§ GOAL:
Copy out the lines of the records below word for word, from the line that contains "Q: For every instance of the white" through the last line of the records.

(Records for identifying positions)
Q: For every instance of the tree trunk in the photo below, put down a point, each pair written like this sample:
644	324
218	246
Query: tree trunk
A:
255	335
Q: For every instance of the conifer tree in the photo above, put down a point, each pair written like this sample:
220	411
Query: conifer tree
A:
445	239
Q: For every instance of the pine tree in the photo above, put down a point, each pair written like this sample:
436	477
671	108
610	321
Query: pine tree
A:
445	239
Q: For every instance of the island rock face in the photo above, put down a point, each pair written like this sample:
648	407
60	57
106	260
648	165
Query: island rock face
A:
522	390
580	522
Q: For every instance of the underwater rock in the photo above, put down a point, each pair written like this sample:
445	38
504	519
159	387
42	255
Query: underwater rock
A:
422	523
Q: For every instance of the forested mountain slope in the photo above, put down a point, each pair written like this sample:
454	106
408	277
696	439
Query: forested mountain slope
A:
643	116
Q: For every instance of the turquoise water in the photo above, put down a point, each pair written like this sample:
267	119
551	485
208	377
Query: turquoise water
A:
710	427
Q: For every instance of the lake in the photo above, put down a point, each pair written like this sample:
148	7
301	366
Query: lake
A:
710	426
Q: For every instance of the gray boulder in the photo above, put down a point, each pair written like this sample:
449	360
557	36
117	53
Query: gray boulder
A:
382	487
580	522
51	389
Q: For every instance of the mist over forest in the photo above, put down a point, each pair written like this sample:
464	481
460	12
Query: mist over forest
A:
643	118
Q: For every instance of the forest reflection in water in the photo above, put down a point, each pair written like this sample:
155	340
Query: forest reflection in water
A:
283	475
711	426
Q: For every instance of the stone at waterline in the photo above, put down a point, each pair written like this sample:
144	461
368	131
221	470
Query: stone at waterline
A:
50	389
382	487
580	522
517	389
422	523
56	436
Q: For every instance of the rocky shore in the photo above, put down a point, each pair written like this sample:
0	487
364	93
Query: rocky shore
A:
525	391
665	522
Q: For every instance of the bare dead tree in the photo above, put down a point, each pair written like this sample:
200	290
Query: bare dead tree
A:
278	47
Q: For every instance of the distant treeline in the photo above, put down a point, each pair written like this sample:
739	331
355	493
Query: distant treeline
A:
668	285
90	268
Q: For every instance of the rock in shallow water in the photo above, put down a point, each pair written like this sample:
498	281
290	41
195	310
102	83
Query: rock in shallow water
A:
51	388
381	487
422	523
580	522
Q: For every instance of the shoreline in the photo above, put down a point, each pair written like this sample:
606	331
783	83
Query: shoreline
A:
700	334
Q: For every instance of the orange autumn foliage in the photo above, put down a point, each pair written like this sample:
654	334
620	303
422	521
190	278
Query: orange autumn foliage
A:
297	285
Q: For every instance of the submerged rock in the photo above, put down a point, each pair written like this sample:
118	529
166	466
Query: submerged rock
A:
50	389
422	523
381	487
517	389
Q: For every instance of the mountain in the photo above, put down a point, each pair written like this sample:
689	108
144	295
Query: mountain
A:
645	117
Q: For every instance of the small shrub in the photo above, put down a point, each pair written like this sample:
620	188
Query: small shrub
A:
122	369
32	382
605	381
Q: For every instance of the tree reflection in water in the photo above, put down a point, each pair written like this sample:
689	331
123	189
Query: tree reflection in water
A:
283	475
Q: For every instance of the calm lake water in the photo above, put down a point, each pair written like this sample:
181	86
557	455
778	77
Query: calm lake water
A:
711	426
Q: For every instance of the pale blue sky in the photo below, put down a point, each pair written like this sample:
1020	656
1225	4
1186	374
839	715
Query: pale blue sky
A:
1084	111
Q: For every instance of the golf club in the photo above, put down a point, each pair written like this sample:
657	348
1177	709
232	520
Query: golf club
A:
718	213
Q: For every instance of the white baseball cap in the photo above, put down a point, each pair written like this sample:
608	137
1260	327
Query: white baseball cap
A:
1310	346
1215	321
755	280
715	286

§ ANSWER TO THE PROBLEM:
Q: For every instance of the white baseball cap in the photo above, put down a point, each pair written like this sample:
608	137
1260	327
Query: white baseball cap
A:
1310	346
1215	321
755	280
715	286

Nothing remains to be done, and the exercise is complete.